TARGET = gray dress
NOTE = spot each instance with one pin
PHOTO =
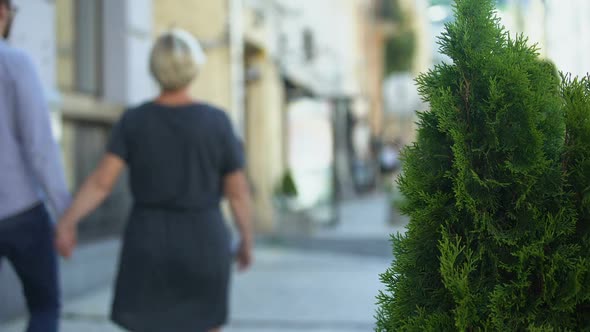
(175, 262)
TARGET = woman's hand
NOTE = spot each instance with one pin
(66, 238)
(244, 256)
(92, 193)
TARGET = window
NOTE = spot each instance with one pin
(79, 36)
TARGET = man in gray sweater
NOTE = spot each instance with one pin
(32, 181)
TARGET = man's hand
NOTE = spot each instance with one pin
(66, 239)
(245, 256)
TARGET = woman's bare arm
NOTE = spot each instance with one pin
(92, 193)
(237, 192)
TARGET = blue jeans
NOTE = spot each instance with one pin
(26, 240)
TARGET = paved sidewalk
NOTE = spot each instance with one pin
(323, 283)
(286, 291)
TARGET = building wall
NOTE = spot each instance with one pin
(264, 138)
(264, 111)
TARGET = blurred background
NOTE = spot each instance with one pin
(320, 92)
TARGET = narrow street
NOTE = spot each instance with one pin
(323, 283)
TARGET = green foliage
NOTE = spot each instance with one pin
(497, 188)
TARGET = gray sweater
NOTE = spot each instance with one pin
(30, 163)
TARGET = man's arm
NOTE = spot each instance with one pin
(34, 132)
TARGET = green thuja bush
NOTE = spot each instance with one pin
(497, 188)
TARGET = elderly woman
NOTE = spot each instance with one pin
(183, 157)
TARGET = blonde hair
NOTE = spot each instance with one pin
(175, 59)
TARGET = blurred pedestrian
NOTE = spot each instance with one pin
(31, 173)
(182, 156)
(389, 158)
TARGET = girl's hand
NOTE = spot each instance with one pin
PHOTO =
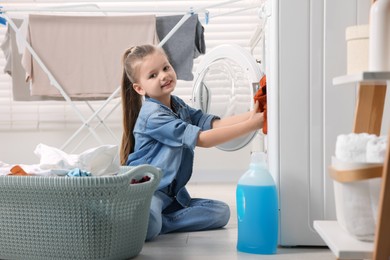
(256, 118)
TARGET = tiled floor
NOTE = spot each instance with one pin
(218, 244)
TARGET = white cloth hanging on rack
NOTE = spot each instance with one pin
(13, 67)
(83, 52)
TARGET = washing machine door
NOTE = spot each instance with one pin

◇ ◇ ◇

WRITTEN PROBLEM:
Reproduce every one of the records above word for word, omitting the pictures.

EXERCISE OUTPUT:
TARGET = gray dress
NOTE = spot each instance with one pin
PHOTO =
(175, 262)
TARGET = woman's hand
NOTE = spot each instance with one pin
(66, 238)
(244, 256)
(92, 193)
TARGET = window
NOTE = spot each instance with one pin
(79, 36)
TARGET = man in gray sweater
NOTE = spot each instance with one pin
(32, 181)
TARGET = man's hand
NOTE = spot each instance with one pin
(66, 239)
(245, 256)
TARGET = woman's bare arm
NOTE = spot each instance with one pin
(92, 193)
(237, 192)
TARGET = blue jeans
NOTE = spot each instance with one pin
(26, 240)
TARGET = paved sidewalk
NOTE = spot each instance with one pin
(323, 283)
(286, 291)
TARGET = building wall
NOTE = spot each instance with one pin
(264, 138)
(264, 111)
TARGET = blurred background
NOTE = spot each instance with one pin
(320, 92)
TARGET = narrow street
NOTE = spot each instance with one pin
(323, 283)
TARGET = green foliage
NOTE = spot each instance with one pin
(497, 188)
TARGET = gray sweater
NOTE = spot each instance with one pin
(30, 163)
TARGET = man's arm
NOTE = spot each instance with one pin
(34, 132)
TARGET = green thuja bush
NOTE = spot each instance with one pin
(497, 188)
TARGET = elderly woman
NOTE = spot each instance with one pin
(183, 157)
TARGET = blonde hair
NOTE = spot each instance with one pin
(175, 59)
TARGET = blurred pedestrian
NOTE = spot each instance with one pin
(31, 173)
(182, 156)
(389, 158)
TARGET = girl's hand
NOTE = spot each instance with one pin
PHOTO =
(256, 118)
TARGET = tiled floor
NOTE = spot each instance with one pin
(218, 244)
TARGET = white cloth hanging on rack
NOTE = spot each instance with one pin
(13, 67)
(83, 52)
TARGET = washing machine door
NOTE = spot each instance with one pin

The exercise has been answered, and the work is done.